(Required work)
A – From the fan theories text, copy the part that opens with the words containing "Notice that when" and closes with "in his mind.".
B – In the fan theories text, who does the Toy Story 3 theory say knew the names of Jessie and Bullseye?
(Study text)
A couple more theories:
In Pride and Prejudice, Lydia understood that she was hurting her family by running off with Wickham; that was what she wanted. She wasn’t so much vacuous as she was desperate to win her father’s attention. Mr. Bennet made it clear to everyone that Elizabeth was his favorite, and Lydia was tired of playing Jan to Elizabeth’s Marcia. After Darcy found her, she was gloating because she had finally gotten the attention she wanted and she got married first, which proved she was better than Elizabeth. And she was glad that her family’s reputation suffered; they deserved it for not appreciating her enough.
Admittedly, her plan was short-sided: Elizabeth married well and Lydia’s contentedness in her own marriage would pall.

Nick Carroway and Jay Gatsby are the same person. Strongest evidence is when Gatsby and Daisy have their most intimate moments, Nick is always there to witness and later record them for posterity. It’s a little creepy how much he knows about Gatsby’s private life. So possibly Nick is telling Gatsby’s story, he is telling his audience about about what happened to himself, substituting Gatsby to distance himself from the pain of his crushed dreams.
There’s more to it but I don’t know how to make a spoiler box so I’ll leave it at that.

Phineas and Ferb: Candace is a schizophrenic, and every episode is just another of her hallucinations. That’s why she can never catch her brothers no matter how hard she tries.
Gilligan’s Island: Don’t bother trying to tie up loose ends, because everything’s just a pot dream by Maynard G. Krebs.
Gidget: She’s the female Doctor Who, constantly being regenerated. That’s why she looks so different movie to movie and barely ages.

One I’ve heard. I don’t know how popular it is.

Amanda Grayson, wife of Sarek of Vulcan and mother of Spock, is distantly related to Richard “Dick” Grayson of Gotham City, the ward of billionaire Bruce Wayne. So Spock is related to Robin the Boy Wonder.

Another “Owl Creek Bridge” theory. The toys were all melted in the furnace in Toy Story 3 and the happy ending we saw is just what Woody was imagining in his final moments.

Notice that when Andy passes on his toys to Bonnie, he identifies Jessie and Bullseye by name. But Andy never knew their TV show names - they were just two toys that appeared in his bedroom one day. It was Woody that knew their names, which indicates that final scene was occurring in his mind.
(End Study text)
(Given information)
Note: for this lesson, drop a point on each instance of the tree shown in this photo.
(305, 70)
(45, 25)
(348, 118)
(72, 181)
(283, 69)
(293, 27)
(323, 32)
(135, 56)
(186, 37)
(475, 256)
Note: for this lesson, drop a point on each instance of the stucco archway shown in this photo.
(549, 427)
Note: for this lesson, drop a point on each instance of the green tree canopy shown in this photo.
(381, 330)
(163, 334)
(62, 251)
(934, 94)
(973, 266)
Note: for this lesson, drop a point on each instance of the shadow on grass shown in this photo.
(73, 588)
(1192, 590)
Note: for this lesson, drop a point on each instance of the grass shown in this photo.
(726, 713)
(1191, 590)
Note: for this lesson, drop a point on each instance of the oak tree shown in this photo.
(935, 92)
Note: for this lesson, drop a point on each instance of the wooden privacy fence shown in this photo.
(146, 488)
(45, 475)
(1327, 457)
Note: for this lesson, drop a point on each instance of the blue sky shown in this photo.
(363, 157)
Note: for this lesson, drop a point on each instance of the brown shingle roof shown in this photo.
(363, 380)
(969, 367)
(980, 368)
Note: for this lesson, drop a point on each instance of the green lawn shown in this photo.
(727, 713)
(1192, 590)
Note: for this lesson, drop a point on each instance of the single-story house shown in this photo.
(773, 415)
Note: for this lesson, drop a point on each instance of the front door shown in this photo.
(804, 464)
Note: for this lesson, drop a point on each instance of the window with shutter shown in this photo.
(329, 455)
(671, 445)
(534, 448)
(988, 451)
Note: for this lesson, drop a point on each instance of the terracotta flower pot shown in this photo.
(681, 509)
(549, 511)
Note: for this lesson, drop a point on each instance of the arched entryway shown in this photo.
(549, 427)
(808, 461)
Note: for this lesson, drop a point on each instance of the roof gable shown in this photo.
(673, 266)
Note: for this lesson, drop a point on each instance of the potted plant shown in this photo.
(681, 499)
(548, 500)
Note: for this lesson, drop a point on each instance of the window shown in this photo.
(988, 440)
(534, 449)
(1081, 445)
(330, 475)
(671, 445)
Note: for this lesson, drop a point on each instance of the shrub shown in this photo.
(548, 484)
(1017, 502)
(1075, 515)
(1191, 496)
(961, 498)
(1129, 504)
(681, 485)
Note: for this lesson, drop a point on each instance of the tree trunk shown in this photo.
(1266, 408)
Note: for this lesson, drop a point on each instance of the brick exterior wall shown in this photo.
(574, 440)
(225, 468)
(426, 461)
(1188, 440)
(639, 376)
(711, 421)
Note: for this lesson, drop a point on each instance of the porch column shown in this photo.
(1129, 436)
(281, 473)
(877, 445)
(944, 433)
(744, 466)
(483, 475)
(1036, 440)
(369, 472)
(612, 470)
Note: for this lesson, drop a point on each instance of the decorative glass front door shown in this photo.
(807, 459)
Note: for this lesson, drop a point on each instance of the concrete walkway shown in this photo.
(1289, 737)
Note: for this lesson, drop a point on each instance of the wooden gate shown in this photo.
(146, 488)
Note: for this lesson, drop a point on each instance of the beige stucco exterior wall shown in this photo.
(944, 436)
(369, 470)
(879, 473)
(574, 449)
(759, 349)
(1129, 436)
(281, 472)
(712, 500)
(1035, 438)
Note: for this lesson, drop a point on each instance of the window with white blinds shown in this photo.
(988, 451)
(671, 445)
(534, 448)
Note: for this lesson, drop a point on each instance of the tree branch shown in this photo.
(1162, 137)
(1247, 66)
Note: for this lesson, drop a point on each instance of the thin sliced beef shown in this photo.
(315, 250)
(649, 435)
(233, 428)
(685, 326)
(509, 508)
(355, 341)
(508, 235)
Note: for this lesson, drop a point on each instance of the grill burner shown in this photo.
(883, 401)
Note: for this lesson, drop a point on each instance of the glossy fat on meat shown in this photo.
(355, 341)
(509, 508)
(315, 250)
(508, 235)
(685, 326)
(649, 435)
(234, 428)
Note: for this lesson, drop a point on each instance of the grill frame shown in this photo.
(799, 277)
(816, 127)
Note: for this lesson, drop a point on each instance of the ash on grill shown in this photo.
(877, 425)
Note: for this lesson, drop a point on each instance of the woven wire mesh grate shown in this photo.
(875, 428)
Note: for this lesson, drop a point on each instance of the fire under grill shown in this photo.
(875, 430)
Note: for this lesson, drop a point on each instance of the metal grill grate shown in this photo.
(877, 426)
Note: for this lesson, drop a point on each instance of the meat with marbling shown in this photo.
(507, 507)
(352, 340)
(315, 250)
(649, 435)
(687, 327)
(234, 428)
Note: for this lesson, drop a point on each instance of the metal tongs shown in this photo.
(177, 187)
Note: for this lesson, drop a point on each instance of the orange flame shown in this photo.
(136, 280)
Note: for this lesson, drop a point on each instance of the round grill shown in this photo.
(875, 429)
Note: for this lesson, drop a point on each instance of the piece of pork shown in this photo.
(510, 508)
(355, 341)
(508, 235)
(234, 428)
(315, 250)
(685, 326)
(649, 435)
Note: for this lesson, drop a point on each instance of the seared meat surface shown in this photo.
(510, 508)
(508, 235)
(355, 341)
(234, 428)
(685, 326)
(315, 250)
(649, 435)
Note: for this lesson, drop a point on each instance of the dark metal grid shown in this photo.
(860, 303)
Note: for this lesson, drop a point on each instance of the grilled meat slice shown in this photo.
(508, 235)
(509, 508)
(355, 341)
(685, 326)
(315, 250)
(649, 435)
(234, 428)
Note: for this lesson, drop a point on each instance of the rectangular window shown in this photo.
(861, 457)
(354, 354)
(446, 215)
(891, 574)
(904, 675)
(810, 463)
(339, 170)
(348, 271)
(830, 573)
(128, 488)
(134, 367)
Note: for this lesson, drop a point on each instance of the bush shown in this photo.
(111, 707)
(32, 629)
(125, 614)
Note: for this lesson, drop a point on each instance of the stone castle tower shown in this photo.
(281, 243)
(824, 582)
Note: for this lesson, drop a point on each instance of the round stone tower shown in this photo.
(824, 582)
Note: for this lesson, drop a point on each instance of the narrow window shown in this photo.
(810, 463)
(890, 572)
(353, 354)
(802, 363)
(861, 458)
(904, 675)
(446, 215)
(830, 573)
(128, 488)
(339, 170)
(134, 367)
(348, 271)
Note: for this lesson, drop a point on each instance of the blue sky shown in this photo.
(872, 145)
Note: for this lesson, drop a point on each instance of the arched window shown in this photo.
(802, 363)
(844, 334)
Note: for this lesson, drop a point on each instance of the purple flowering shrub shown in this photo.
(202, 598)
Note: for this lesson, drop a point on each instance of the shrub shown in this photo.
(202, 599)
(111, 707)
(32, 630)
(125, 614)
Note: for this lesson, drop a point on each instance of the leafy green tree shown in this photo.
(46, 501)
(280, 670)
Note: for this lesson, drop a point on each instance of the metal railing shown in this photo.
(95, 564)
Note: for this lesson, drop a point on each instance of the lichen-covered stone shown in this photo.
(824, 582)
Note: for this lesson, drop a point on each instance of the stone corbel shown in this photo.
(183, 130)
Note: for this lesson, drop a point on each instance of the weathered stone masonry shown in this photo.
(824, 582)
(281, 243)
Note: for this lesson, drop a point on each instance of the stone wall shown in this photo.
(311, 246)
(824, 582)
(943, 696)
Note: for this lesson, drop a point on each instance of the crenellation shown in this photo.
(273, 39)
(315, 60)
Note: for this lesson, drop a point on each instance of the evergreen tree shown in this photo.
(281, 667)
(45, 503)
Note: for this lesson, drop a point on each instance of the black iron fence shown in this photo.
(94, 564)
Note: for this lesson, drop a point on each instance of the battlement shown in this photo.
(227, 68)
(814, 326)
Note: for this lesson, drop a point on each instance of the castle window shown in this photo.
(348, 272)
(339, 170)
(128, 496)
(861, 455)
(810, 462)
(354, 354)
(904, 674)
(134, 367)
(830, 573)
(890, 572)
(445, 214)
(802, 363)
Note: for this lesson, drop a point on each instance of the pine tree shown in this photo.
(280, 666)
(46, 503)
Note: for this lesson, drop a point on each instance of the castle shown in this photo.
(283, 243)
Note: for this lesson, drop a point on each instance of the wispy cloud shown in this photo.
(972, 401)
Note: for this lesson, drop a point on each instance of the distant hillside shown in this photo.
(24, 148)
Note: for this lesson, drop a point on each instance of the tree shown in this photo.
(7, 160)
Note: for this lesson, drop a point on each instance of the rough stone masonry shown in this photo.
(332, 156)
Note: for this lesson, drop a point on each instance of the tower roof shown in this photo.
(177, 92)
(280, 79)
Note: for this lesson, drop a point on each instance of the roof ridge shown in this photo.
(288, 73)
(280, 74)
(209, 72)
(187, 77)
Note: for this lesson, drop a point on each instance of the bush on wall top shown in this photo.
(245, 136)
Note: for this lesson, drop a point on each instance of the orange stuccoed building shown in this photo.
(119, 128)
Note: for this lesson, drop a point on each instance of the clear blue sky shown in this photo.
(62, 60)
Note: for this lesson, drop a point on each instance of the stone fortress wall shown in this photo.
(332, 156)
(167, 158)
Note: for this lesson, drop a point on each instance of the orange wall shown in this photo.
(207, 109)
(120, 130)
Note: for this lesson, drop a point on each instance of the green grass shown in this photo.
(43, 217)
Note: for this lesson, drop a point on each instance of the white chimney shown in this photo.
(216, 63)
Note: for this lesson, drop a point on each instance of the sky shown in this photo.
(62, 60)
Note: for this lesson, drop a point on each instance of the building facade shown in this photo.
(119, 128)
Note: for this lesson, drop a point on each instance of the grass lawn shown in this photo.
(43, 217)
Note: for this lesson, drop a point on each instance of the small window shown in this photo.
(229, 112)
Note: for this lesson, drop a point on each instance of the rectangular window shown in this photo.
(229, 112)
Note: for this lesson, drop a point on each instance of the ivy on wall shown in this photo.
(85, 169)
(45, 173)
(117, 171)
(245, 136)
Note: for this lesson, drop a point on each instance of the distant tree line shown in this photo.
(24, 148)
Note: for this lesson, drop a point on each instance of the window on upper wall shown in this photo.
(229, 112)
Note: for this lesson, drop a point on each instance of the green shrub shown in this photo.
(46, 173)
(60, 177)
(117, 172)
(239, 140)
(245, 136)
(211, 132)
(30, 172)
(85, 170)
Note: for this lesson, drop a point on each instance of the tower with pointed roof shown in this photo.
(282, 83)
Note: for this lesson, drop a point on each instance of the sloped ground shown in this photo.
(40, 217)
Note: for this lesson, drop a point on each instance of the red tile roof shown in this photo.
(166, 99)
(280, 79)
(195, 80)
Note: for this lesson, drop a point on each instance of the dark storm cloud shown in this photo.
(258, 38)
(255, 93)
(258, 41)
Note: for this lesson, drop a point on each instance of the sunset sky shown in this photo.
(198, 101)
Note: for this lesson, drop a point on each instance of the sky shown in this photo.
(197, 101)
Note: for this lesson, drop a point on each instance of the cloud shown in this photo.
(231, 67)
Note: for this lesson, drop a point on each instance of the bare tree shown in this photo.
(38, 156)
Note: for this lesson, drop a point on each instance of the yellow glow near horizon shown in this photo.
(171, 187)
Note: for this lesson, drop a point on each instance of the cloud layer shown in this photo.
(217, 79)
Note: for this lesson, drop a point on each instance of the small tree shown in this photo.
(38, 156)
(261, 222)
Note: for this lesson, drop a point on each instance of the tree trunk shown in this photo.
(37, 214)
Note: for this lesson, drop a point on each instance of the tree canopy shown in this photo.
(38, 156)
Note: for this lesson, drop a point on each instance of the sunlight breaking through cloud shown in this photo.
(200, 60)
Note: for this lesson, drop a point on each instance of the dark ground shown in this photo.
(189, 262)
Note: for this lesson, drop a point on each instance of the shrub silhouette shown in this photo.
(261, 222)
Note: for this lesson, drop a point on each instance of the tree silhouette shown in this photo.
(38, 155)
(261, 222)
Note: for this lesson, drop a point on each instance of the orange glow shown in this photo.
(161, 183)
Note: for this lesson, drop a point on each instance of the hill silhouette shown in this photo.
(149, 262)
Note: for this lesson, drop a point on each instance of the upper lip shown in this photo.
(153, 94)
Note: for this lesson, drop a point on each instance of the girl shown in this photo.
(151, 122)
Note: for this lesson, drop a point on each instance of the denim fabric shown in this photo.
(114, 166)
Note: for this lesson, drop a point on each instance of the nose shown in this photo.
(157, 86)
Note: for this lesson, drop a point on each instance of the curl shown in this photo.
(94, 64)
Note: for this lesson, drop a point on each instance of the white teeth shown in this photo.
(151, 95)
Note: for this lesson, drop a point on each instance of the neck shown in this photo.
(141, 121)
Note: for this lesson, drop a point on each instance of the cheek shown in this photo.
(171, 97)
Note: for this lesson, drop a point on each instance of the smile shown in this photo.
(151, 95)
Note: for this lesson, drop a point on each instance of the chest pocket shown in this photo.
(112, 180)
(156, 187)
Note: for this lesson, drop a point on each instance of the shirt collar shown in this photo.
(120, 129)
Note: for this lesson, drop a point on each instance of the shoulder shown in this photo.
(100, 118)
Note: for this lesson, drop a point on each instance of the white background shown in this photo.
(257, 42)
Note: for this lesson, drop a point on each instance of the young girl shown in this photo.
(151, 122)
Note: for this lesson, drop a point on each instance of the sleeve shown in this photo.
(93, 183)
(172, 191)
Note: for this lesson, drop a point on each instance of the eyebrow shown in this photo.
(End Given information)
(Results)
A –
Notice that when Andy passes on his toys to Bonnie, he identifies Jessie and Bullseye by name. But Andy never knew their TV show names - they were just two toys that appeared in his bedroom one day. It was Woody that knew their names, which indicates that final scene was occurring in his mind.

B – Woody knew their names.